• **OBJECTIF 1**
Reproduisez fidèlement le passage du texte sur la politique climatique américaine, de « L’enjeu dépasse largement » à « freiner cette dynamique. ».
• **OBJECTIF 2**
D'après le texte sur la politique climatique américaine, dans quelles régions du monde de nombreux pays adoptent-ils des calendriers stricts pour la fin des véhicules thermiques ?
• **OBJECTIF 3**
Rédigez la suite du texte sur la politique climatique américaine, en reprenant juste après sa dernière phrase.

Un tournant pour la politique climatique américaine

L’enjeu dépasse largement les frontières californiennes : près d’une douzaine d’États américains adoptent des régulations similaires, représentant une part significative du marché automobile. Si cette dérogation venait à disparaître, l’ensemble de la stratégie de réduction des émissions des États progressistes serait menacé. Imaginez, alors l’impact sur les ventes de voitures électriques, de l’autre côté de l’Atlantique.

Ce débat contraste avec les tendances internationales, où de nombreux pays adoptent des calendriers stricts pour la fin des véhicules thermiques, notamment en Europe et en Chine. Alors que ces nations accélèrent leur transition vers l’électrique, les élus républicains américains semblent vouloir freiner cette dynamique.

• **LIGNES ENREGISTRÉES**

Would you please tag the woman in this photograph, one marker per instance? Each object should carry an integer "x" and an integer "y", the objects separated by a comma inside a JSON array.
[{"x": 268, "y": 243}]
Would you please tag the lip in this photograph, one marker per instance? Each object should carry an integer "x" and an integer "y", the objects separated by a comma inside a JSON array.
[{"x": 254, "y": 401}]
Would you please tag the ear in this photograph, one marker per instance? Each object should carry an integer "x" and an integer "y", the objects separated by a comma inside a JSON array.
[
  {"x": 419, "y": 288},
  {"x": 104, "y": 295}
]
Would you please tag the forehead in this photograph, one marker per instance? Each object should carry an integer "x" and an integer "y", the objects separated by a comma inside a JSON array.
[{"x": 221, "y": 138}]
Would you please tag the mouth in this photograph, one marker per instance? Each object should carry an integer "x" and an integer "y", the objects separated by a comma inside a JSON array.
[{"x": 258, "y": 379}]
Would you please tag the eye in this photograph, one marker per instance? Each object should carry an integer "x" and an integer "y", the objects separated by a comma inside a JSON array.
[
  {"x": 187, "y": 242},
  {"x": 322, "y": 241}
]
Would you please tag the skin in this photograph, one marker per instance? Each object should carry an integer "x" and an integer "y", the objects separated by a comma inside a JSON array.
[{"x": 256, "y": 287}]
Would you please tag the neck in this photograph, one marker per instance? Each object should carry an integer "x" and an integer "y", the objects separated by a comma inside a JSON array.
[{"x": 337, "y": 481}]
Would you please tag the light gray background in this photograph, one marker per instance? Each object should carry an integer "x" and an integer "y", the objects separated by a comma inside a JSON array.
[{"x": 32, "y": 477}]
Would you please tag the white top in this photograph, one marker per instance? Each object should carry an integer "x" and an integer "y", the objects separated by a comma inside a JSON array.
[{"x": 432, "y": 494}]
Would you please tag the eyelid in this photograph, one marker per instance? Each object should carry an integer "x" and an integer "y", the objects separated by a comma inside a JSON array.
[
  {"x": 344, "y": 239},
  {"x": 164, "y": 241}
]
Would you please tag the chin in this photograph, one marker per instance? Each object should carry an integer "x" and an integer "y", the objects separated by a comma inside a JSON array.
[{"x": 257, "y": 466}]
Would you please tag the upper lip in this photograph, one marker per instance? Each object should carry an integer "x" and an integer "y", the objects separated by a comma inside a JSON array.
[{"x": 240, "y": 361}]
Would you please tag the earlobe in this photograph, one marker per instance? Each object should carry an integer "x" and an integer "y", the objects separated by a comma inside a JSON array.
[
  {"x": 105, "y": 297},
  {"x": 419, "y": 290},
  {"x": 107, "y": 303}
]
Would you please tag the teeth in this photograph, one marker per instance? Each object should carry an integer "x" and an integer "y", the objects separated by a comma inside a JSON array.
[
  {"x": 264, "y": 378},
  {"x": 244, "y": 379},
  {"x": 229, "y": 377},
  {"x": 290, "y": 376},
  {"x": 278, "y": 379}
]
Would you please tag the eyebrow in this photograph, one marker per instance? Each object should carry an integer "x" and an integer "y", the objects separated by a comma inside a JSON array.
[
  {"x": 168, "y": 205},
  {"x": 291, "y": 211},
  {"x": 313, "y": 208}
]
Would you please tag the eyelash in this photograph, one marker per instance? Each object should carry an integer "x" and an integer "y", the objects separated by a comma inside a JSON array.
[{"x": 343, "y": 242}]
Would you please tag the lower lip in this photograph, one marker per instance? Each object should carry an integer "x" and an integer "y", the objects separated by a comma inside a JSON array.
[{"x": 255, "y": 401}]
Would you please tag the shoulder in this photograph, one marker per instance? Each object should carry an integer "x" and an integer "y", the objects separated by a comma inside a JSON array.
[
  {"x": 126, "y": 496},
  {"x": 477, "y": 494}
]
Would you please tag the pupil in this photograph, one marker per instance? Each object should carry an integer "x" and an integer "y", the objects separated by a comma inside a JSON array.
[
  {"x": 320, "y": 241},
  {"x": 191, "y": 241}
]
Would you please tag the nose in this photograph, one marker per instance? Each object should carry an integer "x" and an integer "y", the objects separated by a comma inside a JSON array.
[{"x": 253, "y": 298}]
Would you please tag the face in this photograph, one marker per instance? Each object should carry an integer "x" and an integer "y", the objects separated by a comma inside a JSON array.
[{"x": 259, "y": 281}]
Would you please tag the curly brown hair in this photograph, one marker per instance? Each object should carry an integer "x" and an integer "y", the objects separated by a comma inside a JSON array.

• **RÉPONSE RÉDIGÉE 1**
L’enjeu dépasse largement les frontières californiennes : près d’une douzaine d’États américains adoptent des régulations similaires, représentant une part significative du marché automobile. Si cette dérogation venait à disparaître, l’ensemble de la stratégie de réduction des émissions des États progressistes serait menacé. Imaginez, alors l’impact sur les ventes de voitures électriques, de l’autre côté de l’Atlantique.

Ce débat contraste avec les tendances internationales, où de nombreux pays adoptent des calendriers stricts pour la fin des véhicules thermiques, notamment en Europe et en Chine. Alors que ces nations accélèrent leur transition vers l’électrique, les élus républicains américains semblent vouloir freiner cette dynamique.

• **RÉPONSE RÉDIGÉE 2**
Le texte cite notamment l'Europe et la Chine.

• **RÉPONSE RÉDIGÉE 3**
Plus qu’un simple affrontement institutionnel, cette situation reflète une lutte idéologique entre des États qui encouragent l’innovation et un gouvernement fédéral dont une partie reste attachée aux modèles économiques traditionnels.

Quelle issue pour ce bras de fer ?

L’issue de cette bataille sera probablement tranchée devant les tribunaux dans les mois à venir. En attendant, la Californie maintient son objectif de suppression des ventes de véhicules thermiques neufs d’ici 2035, malgré l’opposition du Sénat.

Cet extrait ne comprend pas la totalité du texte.